**About this task**
Please print the entries exactly, omitting each image.

Referring expression pointing data:
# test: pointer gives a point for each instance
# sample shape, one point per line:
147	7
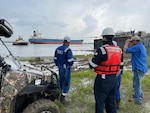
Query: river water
42	50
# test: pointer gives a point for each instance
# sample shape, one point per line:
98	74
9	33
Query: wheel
42	106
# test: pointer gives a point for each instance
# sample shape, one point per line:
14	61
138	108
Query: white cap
135	38
114	42
67	38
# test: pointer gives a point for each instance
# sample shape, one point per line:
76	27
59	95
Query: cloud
79	18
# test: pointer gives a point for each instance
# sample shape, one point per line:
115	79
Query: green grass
82	98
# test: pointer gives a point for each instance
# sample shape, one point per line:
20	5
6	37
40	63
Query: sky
79	19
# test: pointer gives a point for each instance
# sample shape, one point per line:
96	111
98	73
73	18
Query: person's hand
6	68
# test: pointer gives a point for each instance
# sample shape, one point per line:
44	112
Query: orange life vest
112	64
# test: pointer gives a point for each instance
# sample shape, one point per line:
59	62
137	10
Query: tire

**Solution to this exercise**
# test: pointer gives a point for each instance
# sample shape, one point per line:
147	7
Query: river water
42	50
# test: pointer gives a point for each instance
# sample shape, one point per line:
98	74
9	33
Query: wheel
42	106
# test: pointer gives a point for each instance
# sample shape, one point per line:
14	61
138	108
Query: white cap
135	38
114	42
67	38
# test: pointer gives a point for each instance
# sample shape, one point per line:
76	27
59	95
Query: cloud
79	18
# test: pointer gives a point for each instance
# sample shape, one point per line:
115	79
Query: green grass
82	98
# test: pointer gives a point for each instance
# sample shape, one point per line:
20	5
6	37
40	63
Query: sky
79	19
# test: pointer gives a point for each instance
# sample shape, one point per line:
96	111
98	73
73	18
Query: person's hand
6	68
# test: pointer gives a point for each instance
# sample shape, one point per line:
44	112
Query: orange life vest
112	64
# test: pointer gives a point for each instance
# sample shape, one point per line:
59	62
137	10
Query: tire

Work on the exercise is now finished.